Exercise instructions:
Every record below must be copied exactly, with images dropped.

Records supplied:

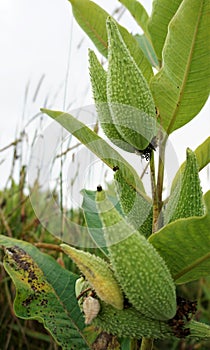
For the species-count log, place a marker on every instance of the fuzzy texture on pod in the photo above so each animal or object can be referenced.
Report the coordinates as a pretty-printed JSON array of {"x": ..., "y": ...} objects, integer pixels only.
[
  {"x": 98, "y": 77},
  {"x": 186, "y": 197},
  {"x": 91, "y": 308},
  {"x": 98, "y": 274},
  {"x": 137, "y": 209},
  {"x": 130, "y": 323},
  {"x": 128, "y": 94},
  {"x": 140, "y": 270}
]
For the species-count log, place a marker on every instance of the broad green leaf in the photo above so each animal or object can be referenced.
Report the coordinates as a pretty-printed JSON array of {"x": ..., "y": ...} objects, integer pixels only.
[
  {"x": 186, "y": 197},
  {"x": 92, "y": 19},
  {"x": 181, "y": 87},
  {"x": 185, "y": 246},
  {"x": 92, "y": 219},
  {"x": 45, "y": 292},
  {"x": 138, "y": 12},
  {"x": 148, "y": 50},
  {"x": 202, "y": 154},
  {"x": 99, "y": 147},
  {"x": 162, "y": 13}
]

Reply to the exercise:
For the species-count log, place a marker on every instance of the fuzzy texture on pod in the photo above so each animal or object can be referenced.
Report the coordinates as a pretty-printed JSON array of {"x": ..., "y": ...} objects, integer pixels only.
[
  {"x": 98, "y": 77},
  {"x": 186, "y": 197},
  {"x": 91, "y": 308},
  {"x": 98, "y": 274},
  {"x": 137, "y": 209},
  {"x": 130, "y": 323},
  {"x": 128, "y": 94},
  {"x": 140, "y": 270}
]
For the species-count log, place a marker on every instance of the broad green leaf in the photo above so each animal or object can be referenced.
Report the coordinates as a pretty-printed JSON array of {"x": ..., "y": ...} objects, integer pixels only.
[
  {"x": 186, "y": 197},
  {"x": 92, "y": 19},
  {"x": 181, "y": 87},
  {"x": 185, "y": 246},
  {"x": 92, "y": 219},
  {"x": 45, "y": 292},
  {"x": 138, "y": 12},
  {"x": 148, "y": 50},
  {"x": 202, "y": 154},
  {"x": 99, "y": 147},
  {"x": 162, "y": 13}
]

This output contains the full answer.